**Dataset content:**
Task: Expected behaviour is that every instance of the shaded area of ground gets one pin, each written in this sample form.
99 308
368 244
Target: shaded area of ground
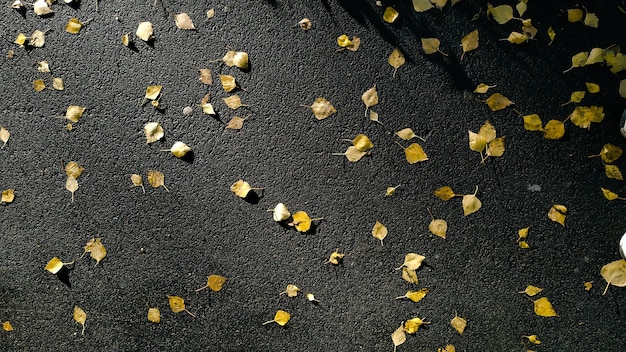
166 243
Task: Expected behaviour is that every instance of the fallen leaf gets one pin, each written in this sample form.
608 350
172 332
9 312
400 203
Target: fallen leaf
543 308
379 231
144 31
614 273
557 213
183 21
156 179
281 318
458 324
469 42
396 59
153 131
154 315
80 317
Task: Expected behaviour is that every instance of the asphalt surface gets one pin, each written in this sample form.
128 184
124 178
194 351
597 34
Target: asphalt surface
166 243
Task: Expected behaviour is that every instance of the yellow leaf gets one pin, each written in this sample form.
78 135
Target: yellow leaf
532 122
554 129
543 308
415 296
6 326
144 31
469 42
482 88
322 108
409 275
557 213
574 15
498 101
612 171
183 21
154 315
398 337
502 14
228 82
414 153
241 188
301 221
614 273
236 123
73 26
379 231
80 317
496 147
7 196
390 15
362 143
458 324
532 290
39 85
156 179
291 291
396 59
517 38
422 5
153 131
412 261
592 87
233 102
281 318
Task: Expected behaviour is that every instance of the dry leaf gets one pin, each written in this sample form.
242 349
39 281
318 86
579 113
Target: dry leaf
183 21
71 185
156 179
390 15
379 231
205 76
281 318
154 315
228 82
444 193
370 98
415 296
557 213
614 273
543 308
396 59
236 123
322 108
291 291
80 317
73 26
144 31
498 101
469 42
398 337
458 324
554 129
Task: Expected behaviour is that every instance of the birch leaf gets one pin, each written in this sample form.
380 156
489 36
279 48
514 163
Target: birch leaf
156 179
71 185
154 315
183 21
543 308
396 59
144 31
557 214
379 231
153 131
4 136
498 101
80 317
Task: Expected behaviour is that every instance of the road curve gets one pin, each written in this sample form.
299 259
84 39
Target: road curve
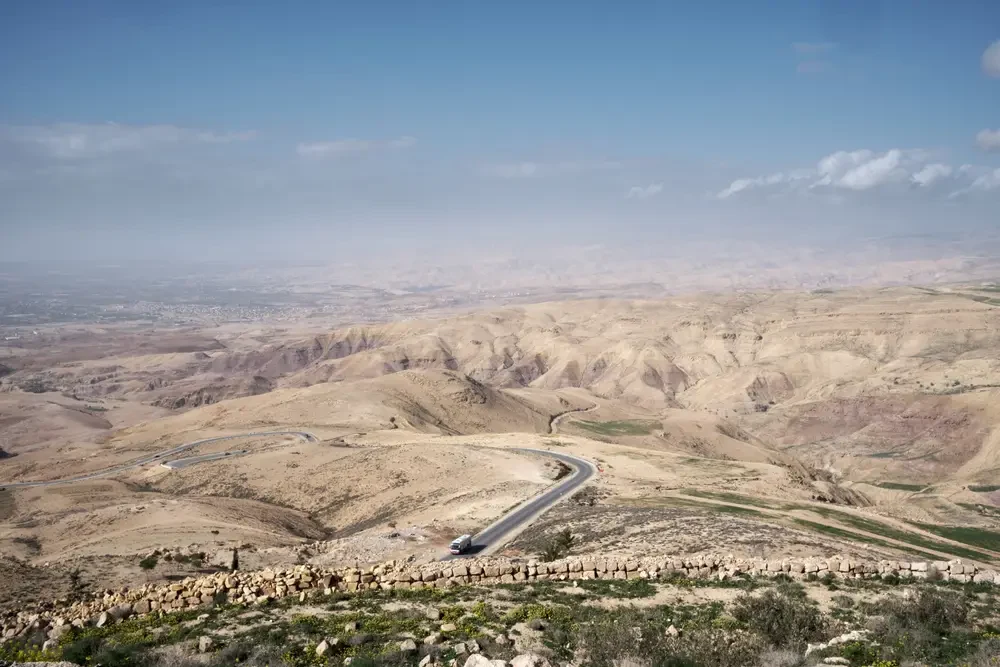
160 457
511 523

**Prompt:** With the pictures omitted, print precisely the lines from the one with "Task: Expected behaviour is that every instance of the dry" to the final line of the records, both included.

**Response area:**
Task: Expected behaviour is that every instance of the dry leaf gets one pin, each written in this sample form.
242 349
39 281
318 86
579 113
Target: dry leaf
183 21
71 185
156 179
390 15
379 231
205 76
281 318
154 315
228 82
444 193
370 98
415 296
557 213
614 273
543 308
396 59
236 123
322 108
291 291
80 317
73 26
144 31
498 101
469 42
398 337
458 324
554 129
Task: Expected behaviour is that every instance of the birch leaf gets one pin, each written in this sample form.
380 156
489 36
279 48
514 163
Target: birch leaf
156 179
71 185
154 315
183 21
543 308
396 59
144 31
557 214
379 231
153 131
4 136
498 101
80 317
Task: Expected behaviour is that every instance of the road curve gets one pin, each written in this sample form.
299 259
84 39
Target: road curve
160 457
511 523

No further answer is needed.